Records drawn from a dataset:
'''
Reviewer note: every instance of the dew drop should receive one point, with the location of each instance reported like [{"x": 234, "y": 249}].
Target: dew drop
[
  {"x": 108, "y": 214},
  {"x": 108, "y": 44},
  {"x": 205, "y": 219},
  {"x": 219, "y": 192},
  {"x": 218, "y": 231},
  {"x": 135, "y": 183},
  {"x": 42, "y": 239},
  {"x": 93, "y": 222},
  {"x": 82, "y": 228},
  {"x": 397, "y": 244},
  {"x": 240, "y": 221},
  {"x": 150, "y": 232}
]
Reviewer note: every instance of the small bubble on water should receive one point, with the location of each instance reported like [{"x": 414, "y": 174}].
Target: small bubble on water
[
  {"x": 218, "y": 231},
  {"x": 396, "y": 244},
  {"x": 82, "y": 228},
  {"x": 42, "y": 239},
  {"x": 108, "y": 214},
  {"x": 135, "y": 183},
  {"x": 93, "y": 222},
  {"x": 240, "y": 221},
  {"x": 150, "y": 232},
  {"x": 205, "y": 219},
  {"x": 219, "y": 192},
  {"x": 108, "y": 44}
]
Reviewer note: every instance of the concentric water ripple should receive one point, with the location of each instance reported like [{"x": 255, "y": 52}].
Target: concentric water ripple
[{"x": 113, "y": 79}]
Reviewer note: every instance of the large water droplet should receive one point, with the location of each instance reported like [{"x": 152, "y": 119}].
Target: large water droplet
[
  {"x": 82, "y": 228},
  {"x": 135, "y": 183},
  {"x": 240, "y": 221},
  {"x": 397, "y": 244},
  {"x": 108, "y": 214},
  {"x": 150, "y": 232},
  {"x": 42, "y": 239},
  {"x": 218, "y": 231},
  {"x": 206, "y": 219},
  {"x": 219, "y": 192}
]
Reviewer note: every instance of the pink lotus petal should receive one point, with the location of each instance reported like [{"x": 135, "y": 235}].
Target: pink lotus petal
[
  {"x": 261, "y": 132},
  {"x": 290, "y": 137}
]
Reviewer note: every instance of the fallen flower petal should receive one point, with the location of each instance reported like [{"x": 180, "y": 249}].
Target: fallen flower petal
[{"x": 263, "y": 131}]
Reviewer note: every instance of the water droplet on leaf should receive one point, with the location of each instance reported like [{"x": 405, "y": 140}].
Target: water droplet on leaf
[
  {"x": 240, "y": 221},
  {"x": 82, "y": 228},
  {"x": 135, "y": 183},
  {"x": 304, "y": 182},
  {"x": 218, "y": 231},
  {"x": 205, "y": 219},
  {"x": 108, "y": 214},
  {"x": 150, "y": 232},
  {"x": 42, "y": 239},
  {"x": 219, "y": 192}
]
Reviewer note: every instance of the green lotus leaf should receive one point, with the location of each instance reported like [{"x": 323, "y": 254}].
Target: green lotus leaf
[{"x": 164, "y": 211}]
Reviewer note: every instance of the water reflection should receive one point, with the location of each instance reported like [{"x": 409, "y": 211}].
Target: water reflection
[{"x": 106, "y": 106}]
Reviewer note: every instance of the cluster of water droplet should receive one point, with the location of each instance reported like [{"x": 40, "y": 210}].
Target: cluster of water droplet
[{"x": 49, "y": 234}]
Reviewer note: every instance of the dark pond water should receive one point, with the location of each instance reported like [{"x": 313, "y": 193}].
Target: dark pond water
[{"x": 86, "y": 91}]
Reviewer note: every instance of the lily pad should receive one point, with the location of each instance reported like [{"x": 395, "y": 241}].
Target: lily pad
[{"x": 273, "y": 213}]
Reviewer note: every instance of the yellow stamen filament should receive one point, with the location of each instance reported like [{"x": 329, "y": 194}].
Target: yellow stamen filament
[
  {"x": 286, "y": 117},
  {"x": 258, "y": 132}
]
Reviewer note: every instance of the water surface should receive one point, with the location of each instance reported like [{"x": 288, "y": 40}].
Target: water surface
'''
Assignment:
Look through the entries for the string "surface". Every line that has it belongs in the answer.

Worked solution:
Reviewer note: every instance of the water surface should receive one point, with the location of each instance reported like [{"x": 288, "y": 40}].
Target: water surface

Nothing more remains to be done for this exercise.